§ **Your objective**:
In the listing, locate the line containing "cloudy sky, dropping a point on every instance.", then quote it and all following lines exactly. Omit pictures.

>> begin Exercise materials

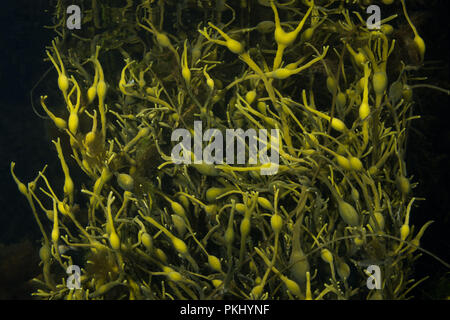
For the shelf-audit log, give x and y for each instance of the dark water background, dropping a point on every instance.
(25, 139)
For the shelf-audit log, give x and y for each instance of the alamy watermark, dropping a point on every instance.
(229, 147)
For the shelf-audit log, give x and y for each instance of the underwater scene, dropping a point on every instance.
(225, 150)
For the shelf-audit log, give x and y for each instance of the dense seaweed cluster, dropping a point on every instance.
(143, 226)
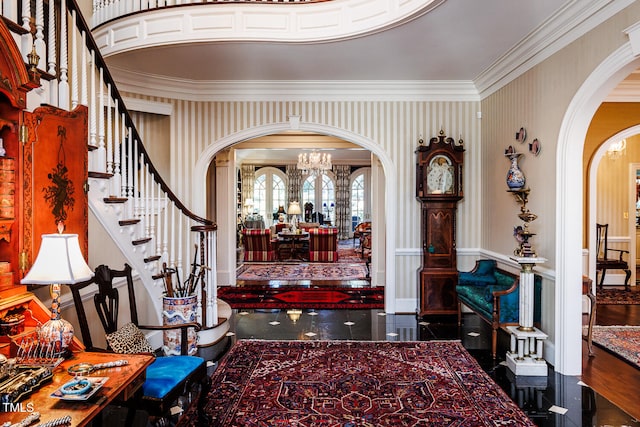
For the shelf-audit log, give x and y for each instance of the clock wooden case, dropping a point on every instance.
(439, 188)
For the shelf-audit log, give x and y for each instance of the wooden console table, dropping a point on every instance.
(123, 382)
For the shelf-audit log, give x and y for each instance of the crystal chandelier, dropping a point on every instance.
(315, 163)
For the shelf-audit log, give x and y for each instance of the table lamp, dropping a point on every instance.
(294, 210)
(59, 261)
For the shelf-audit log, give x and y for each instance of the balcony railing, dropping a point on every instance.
(107, 10)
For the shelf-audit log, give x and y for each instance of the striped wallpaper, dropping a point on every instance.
(394, 127)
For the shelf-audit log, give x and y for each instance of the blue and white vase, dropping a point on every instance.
(515, 177)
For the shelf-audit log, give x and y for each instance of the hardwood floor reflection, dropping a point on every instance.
(613, 378)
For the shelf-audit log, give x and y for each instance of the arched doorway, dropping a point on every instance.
(387, 218)
(570, 202)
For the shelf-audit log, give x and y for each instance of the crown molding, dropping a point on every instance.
(626, 91)
(567, 25)
(283, 90)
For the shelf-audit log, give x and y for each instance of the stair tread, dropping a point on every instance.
(113, 199)
(101, 175)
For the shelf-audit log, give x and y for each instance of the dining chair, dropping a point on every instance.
(168, 378)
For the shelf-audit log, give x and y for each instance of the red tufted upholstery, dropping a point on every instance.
(323, 244)
(258, 245)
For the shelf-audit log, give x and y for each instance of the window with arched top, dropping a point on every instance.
(269, 192)
(320, 190)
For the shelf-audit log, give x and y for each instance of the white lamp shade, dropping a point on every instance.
(59, 260)
(294, 208)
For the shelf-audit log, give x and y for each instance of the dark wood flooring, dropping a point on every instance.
(616, 380)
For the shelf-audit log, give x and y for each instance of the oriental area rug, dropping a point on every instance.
(353, 383)
(291, 296)
(623, 341)
(617, 296)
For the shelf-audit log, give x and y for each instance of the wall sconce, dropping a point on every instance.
(617, 149)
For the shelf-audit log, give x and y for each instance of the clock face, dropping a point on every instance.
(440, 175)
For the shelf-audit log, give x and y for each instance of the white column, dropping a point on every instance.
(527, 356)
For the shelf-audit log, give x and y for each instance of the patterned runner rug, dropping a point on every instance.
(302, 271)
(623, 341)
(617, 296)
(352, 383)
(328, 297)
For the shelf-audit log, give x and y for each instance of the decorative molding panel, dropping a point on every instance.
(315, 22)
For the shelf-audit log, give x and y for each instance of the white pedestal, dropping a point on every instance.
(525, 355)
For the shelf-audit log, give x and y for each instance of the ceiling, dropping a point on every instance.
(457, 40)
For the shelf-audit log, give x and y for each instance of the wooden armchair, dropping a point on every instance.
(258, 245)
(359, 231)
(323, 244)
(603, 262)
(167, 378)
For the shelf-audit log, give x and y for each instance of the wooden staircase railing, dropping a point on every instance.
(133, 202)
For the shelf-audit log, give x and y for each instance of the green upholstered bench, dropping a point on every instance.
(493, 294)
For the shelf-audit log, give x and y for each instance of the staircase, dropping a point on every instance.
(136, 207)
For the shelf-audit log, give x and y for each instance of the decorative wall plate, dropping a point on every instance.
(535, 147)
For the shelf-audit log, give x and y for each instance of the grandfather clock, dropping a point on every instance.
(438, 188)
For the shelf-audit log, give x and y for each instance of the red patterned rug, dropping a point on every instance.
(347, 383)
(623, 341)
(302, 271)
(328, 297)
(617, 296)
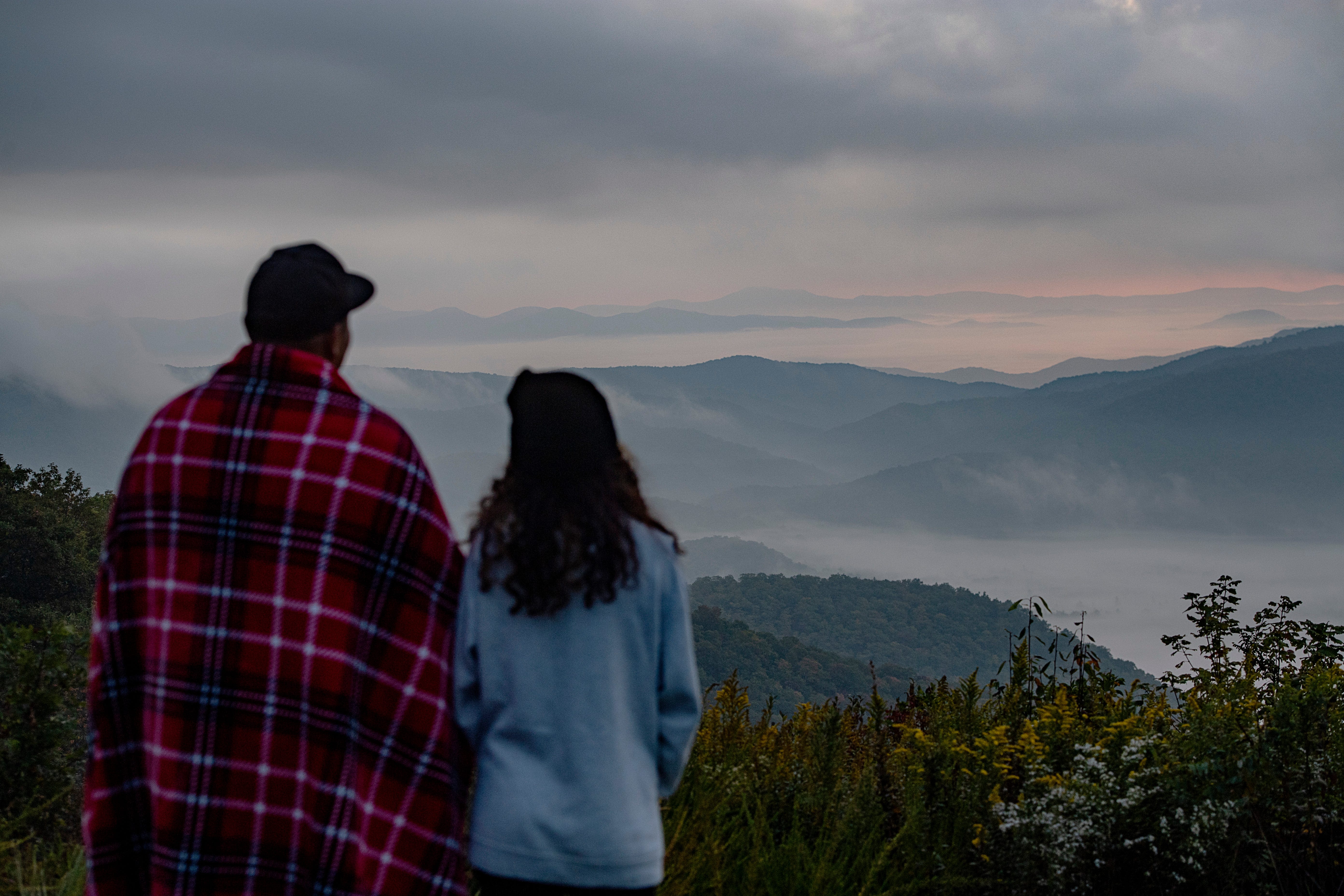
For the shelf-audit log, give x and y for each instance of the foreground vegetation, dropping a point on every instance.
(1057, 776)
(1060, 780)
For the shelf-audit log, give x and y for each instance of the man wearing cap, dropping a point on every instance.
(271, 673)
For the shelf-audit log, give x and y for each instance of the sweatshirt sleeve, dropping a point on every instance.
(467, 668)
(679, 684)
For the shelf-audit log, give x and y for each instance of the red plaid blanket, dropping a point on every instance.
(271, 676)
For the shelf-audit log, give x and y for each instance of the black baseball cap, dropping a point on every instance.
(300, 292)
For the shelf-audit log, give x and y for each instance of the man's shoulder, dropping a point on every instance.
(384, 432)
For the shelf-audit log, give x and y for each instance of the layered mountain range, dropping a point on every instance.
(1244, 440)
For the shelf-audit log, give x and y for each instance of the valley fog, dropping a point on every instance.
(1131, 585)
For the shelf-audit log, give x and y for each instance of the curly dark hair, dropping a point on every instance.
(558, 539)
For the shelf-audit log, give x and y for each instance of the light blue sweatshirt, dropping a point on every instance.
(580, 723)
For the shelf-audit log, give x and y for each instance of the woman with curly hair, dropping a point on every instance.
(574, 665)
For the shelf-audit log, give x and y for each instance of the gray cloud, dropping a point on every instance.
(412, 86)
(530, 152)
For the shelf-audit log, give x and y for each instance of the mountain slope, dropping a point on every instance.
(1249, 441)
(935, 629)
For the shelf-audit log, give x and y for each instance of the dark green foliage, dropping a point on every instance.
(784, 668)
(1228, 778)
(52, 530)
(935, 629)
(42, 730)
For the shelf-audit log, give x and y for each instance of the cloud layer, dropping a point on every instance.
(526, 152)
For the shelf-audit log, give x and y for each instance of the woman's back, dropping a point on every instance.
(581, 722)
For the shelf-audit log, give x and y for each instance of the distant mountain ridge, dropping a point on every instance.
(455, 327)
(1072, 367)
(798, 301)
(1244, 440)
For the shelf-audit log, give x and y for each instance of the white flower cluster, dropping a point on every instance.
(1072, 829)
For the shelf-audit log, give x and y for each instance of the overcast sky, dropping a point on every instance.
(499, 154)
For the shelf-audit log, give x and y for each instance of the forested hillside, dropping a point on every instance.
(784, 668)
(933, 629)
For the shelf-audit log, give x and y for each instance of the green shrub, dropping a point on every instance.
(1224, 780)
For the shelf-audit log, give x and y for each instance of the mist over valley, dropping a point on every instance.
(1104, 487)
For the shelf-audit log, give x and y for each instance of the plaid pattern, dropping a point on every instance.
(271, 675)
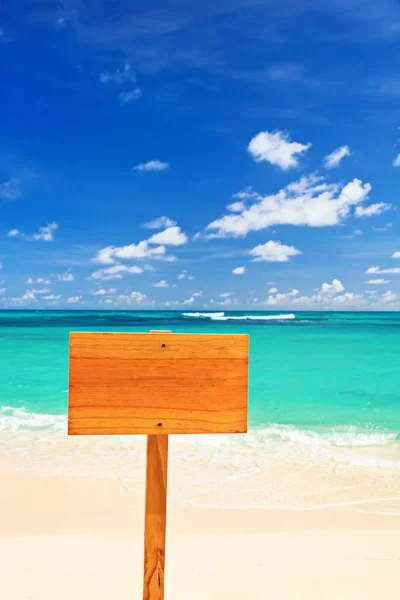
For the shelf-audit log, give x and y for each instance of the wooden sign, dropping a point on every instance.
(157, 383)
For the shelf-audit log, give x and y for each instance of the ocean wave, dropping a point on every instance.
(351, 437)
(19, 419)
(221, 316)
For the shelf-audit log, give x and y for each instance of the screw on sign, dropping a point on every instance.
(156, 384)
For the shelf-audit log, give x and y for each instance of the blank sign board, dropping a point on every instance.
(157, 383)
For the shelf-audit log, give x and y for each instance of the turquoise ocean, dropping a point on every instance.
(323, 385)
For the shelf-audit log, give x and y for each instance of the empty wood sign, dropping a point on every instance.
(126, 383)
(156, 384)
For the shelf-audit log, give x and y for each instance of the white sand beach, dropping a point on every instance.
(67, 535)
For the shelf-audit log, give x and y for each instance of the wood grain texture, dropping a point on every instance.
(157, 383)
(155, 517)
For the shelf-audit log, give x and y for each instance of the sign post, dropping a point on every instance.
(156, 384)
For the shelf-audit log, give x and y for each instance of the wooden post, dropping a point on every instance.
(157, 384)
(155, 517)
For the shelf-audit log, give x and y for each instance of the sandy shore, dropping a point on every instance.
(71, 536)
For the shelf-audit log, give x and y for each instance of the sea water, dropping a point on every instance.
(324, 390)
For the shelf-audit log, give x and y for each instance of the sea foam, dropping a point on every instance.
(221, 316)
(19, 419)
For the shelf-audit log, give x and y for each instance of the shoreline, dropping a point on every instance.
(62, 536)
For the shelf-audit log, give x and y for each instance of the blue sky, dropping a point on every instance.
(225, 155)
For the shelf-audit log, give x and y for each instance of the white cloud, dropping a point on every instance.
(110, 254)
(372, 209)
(334, 159)
(308, 202)
(126, 97)
(104, 292)
(26, 298)
(45, 233)
(396, 162)
(119, 77)
(33, 281)
(116, 272)
(385, 228)
(184, 275)
(129, 299)
(379, 271)
(277, 149)
(173, 236)
(14, 233)
(273, 252)
(332, 288)
(41, 291)
(152, 165)
(236, 206)
(247, 194)
(9, 190)
(74, 299)
(239, 271)
(67, 276)
(352, 235)
(159, 223)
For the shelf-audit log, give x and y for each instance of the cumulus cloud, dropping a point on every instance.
(74, 299)
(41, 291)
(159, 223)
(127, 299)
(119, 76)
(372, 209)
(151, 165)
(308, 202)
(33, 281)
(236, 206)
(45, 233)
(277, 149)
(335, 158)
(126, 97)
(275, 298)
(110, 254)
(104, 292)
(332, 288)
(377, 281)
(172, 236)
(67, 276)
(273, 252)
(116, 272)
(379, 271)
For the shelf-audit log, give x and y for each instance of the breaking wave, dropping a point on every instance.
(221, 316)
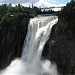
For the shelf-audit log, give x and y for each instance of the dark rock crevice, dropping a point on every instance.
(11, 41)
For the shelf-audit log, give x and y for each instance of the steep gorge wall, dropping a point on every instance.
(60, 48)
(11, 41)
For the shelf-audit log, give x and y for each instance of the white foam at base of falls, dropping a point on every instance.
(39, 30)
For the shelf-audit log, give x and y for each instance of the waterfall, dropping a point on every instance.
(30, 63)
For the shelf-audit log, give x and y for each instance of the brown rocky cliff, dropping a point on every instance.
(60, 48)
(11, 41)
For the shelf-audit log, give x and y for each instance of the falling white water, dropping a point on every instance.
(39, 30)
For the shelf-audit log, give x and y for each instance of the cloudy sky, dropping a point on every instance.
(38, 3)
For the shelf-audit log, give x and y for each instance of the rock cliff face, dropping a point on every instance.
(11, 41)
(60, 48)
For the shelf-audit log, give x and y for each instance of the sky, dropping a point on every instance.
(38, 3)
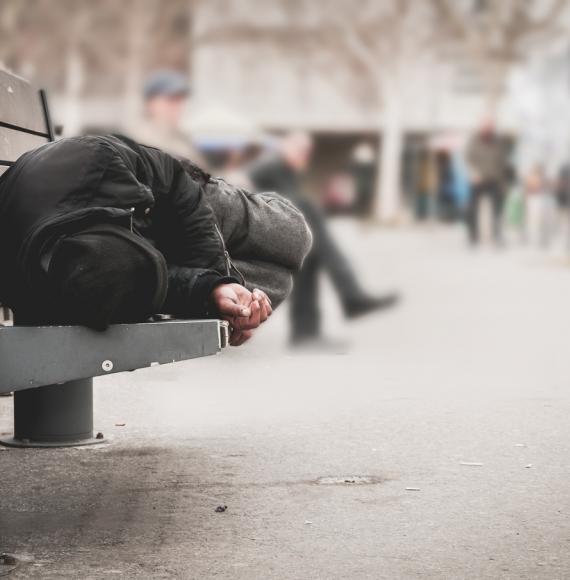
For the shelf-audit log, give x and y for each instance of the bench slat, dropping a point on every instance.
(14, 143)
(37, 356)
(21, 103)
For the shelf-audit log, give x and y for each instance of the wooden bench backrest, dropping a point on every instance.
(24, 119)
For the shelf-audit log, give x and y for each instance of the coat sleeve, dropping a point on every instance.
(193, 246)
(183, 228)
(262, 227)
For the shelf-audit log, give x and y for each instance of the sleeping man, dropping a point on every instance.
(102, 230)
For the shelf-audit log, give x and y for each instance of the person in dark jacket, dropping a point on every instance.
(100, 230)
(283, 173)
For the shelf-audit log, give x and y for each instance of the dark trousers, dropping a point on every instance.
(324, 256)
(494, 192)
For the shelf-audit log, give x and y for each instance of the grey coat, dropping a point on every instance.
(266, 236)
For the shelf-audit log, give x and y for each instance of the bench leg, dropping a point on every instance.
(54, 416)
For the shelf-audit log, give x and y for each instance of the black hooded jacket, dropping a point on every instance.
(64, 186)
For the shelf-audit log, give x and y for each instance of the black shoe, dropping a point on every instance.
(367, 304)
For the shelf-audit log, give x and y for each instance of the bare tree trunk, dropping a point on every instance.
(389, 189)
(137, 29)
(74, 77)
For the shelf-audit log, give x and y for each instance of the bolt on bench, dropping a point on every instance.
(50, 369)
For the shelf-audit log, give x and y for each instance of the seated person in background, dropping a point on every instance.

>> end Exercise materials

§ **Problem solution**:
For the shelf-audit log, give x and y for each instance of the cloudy sky, dropping a point on every instance.
(38, 3)
For the shelf-audit log, give x and y for each instance of the rock cliff face, dropping a point on every instance.
(11, 41)
(60, 48)
For the shelf-audit log, give x and y for each instance of the sky, dropping a point on every instance.
(38, 3)
For the shelf-audit log, give x and y for each instance of the bench slat, dropping a point on every instance.
(14, 143)
(37, 356)
(21, 103)
For the shelf-audit log, give x and y for each instance of the wooden bench backrest, dropping a point on every instance.
(24, 119)
For the shelf-audit log, give x and y for each instance of the coat sleeve, dropping a point on every instance.
(193, 246)
(183, 228)
(262, 227)
For the shelf-audit log, give x and y for each instance of the sleeping man, dropping a point on every instance.
(102, 230)
For the shelf-audit log, give x and y for each instance of the person in dark jacket, dropping a point on every instance.
(100, 230)
(283, 173)
For the shelf-audit log, give x and y for each instance of the dark trousers, dropping a point on every instance.
(324, 256)
(494, 192)
For the shelf-audit log, give x and y for each instance of the grey coat, dropping a point on every instance.
(266, 236)
For the shelf-audit log, give x and y for each instance of the bench leg, dropping a point on every instance.
(54, 416)
For the shelf-audit log, give x and y for each instance of the black hooded jacket, dropping a point on every instance.
(64, 186)
For the shelf-audit log, give x and y for each instance of the black shoe, dropping a point on every instance.
(367, 304)
For the shelf-audit log, give x and y for each instance of the bare tree trunk, dropping a point on every instance.
(389, 189)
(137, 29)
(74, 77)
For the shelf-audit log, give x and y for each instance of the bolt on bench, dropping a point on every instance.
(50, 369)
For the shelf-audit log, give x and y for each instance of the seated person in background, dropping a point on every instance.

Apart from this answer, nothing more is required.